* Stated problem a *
In the court opinion below, on what date did the defendant waive his right to a jury trial?

* Text to read *
____________

People v. Vara

Decision Date21 December 2016
Docket NumberNo. 2-14-0849,2-14-0849
Citation68 N.E.3d 1018,2016 IL App (2d) 140849
Parties The PEOPLE of the State of Illinois, Plaintiff-Appellee, v. Ricardo VARA, Defendant-Appellant.
CourtUnited States Appellate Court of Illinois

Michael J. Pelletier, Thomas A. Lilien, and Jaime L. Montgomery, of State Appellate Defender's Office, of Elgin, for appellant.

Carl H. Larson, State's Attorney, of Freeport (Lawrence M. Bauer and Marshall M. Stevens, of State's Attorneys Appellate Prosecutor's Office, of counsel), for the People.

OPINION

JUSTICE SPENCE delivered the judgment of the court, with opinion.

¶ 1 This case presents a matter of statutory construction. Defendant, Ricardo Vara, was convicted of grooming pursuant to section 11-25 of the Criminal Code of 2012 (Code) (720 ILCS 5/11-25 (West 2012) ), in that he sent a text message to J.D., an 11-year-old girl, stating that he wanted to make love to her "pink hot pussy." On appeal, defendant argues solely that, to be convicted of grooming, section 11-25 required that he enticed J.D. in order that J.D. commit a sex offense. Because we interpret the statute as requiring that defendant enticed J.D. to engage in sexual conduct with defendant—in order that defendant could commit a sex offense—we affirm.

¶ 2 I. BACKGROUND

¶ 3 Defendant was charged with one count of grooming pursuant to section 11-25 of the Code (the grooming statute). Id. The State alleged that on or about January 14, 2013, defendant:

"knowingly used a * * * cellular device to entice J.D. a child, to commit the offense of Predatory Criminal Sexual Assault of a Child, in violation of 720 ILCS 5/11-1.40, in that he sent a text message to J.D.'s phone stating that he wanted to make love to ‘ur pink hot pussy’."

¶ 4 On May 13, 2014, defendant waived his right to a jury trial, and the case proceeded to a stipulated bench trial. The State provided the following evidence, and defense counsel agreed that the State's witnesses, if called, would testify in substantially the same manner. First, Freeport police officer Coplien would testify as follows. On February 5, 2013, Coplien responded to a complaint of explicit text messages sent to J.D. Upon arriving at the complainant's home, Coplien saw defendant standing outside. Defendant's date of birth was August 14, 1955. Coplien spoke with defendant, and defendant told him that he had made a mistake by sending a text message to the wrong person.

____________

* Data listing *

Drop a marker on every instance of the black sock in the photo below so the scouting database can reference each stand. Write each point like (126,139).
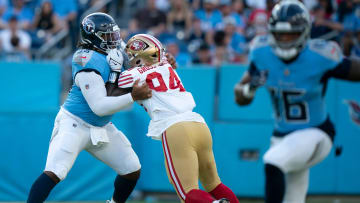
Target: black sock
(274,185)
(123,188)
(41,189)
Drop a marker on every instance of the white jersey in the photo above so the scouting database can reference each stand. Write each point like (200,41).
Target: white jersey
(170,102)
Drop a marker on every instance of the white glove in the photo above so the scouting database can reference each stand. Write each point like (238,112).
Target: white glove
(115,60)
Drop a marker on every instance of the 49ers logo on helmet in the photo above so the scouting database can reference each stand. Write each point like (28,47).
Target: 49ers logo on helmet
(137,45)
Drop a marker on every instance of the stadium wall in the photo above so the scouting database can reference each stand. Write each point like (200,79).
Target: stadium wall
(30,100)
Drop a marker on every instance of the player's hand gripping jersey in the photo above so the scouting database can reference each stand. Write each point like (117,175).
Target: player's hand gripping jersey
(86,60)
(170,102)
(297,88)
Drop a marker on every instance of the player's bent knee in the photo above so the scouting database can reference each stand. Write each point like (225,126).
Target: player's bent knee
(132,176)
(273,160)
(53,176)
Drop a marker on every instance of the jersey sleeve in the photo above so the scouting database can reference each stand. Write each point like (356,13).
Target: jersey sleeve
(255,45)
(341,71)
(88,60)
(127,78)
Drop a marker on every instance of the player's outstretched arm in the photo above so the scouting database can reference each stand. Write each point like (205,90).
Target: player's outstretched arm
(243,94)
(93,89)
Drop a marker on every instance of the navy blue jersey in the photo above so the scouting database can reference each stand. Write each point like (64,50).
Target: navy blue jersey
(87,60)
(297,88)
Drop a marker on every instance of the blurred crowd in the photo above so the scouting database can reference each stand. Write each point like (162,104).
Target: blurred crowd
(211,32)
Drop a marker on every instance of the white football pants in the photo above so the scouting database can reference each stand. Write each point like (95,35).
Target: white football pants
(294,154)
(71,135)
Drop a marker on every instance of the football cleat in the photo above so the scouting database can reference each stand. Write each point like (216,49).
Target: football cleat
(144,50)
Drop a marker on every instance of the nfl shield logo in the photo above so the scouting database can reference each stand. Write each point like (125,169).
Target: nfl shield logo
(137,45)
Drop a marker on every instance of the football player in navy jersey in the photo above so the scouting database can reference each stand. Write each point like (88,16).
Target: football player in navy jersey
(83,122)
(295,71)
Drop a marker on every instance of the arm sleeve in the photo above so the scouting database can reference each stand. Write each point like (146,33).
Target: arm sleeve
(93,89)
(127,79)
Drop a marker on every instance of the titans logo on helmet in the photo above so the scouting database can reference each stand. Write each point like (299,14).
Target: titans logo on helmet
(88,25)
(354,111)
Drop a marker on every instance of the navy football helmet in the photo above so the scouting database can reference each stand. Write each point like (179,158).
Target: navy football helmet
(289,26)
(100,31)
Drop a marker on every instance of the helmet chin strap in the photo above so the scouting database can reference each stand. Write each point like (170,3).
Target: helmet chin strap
(286,54)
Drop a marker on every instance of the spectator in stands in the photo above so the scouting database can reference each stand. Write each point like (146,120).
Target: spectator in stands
(15,43)
(23,14)
(209,15)
(322,27)
(328,7)
(179,18)
(235,41)
(347,15)
(256,4)
(67,10)
(182,58)
(46,23)
(3,7)
(203,55)
(149,19)
(258,20)
(227,12)
(196,36)
(222,53)
(355,51)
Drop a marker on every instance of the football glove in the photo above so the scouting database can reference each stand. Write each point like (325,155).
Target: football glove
(115,60)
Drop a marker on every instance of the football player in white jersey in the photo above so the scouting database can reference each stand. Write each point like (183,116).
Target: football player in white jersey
(83,122)
(186,139)
(295,71)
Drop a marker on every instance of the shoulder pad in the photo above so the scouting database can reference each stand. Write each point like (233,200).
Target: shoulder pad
(328,49)
(82,56)
(259,41)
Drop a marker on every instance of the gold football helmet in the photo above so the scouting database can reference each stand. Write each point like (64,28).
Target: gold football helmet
(144,50)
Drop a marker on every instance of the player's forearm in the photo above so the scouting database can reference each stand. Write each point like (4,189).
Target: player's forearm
(110,105)
(242,96)
(93,89)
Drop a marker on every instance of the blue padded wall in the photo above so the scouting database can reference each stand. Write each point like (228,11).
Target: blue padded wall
(259,109)
(26,121)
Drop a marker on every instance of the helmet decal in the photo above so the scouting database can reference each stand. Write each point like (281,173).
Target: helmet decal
(88,25)
(137,45)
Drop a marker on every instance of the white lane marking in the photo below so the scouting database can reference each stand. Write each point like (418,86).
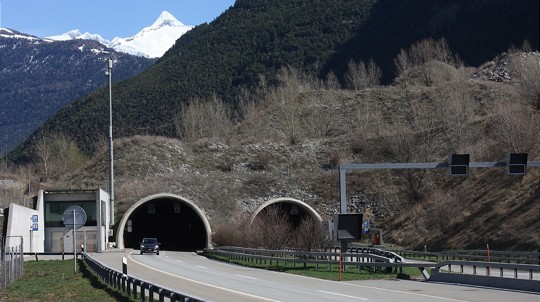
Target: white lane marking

____________

* Stated problem b *
Echo the stretch of the entries from the line containing "Drop a marker on every instance of the blue" through the end of the entries, leaving out the pictures.

* Written solution a *
May 13, 2014.

* Written solution b *
Drop a marker on every instance of the blue padded wall in the photo above so the scouting database can reference each stand. Write each point like (228,11).
Target: blue padded wall
(259,109)
(26,121)
Drop a marker on every instance of the helmet decal in the photo above so the scouting database can reference each stand. Write each point like (281,173).
Target: helmet decal
(88,25)
(137,45)
Drop a marker on every instance of the white lane marking in the photo below so the scouting database can reference each stand. Write each point like (418,86).
Target: white lane marking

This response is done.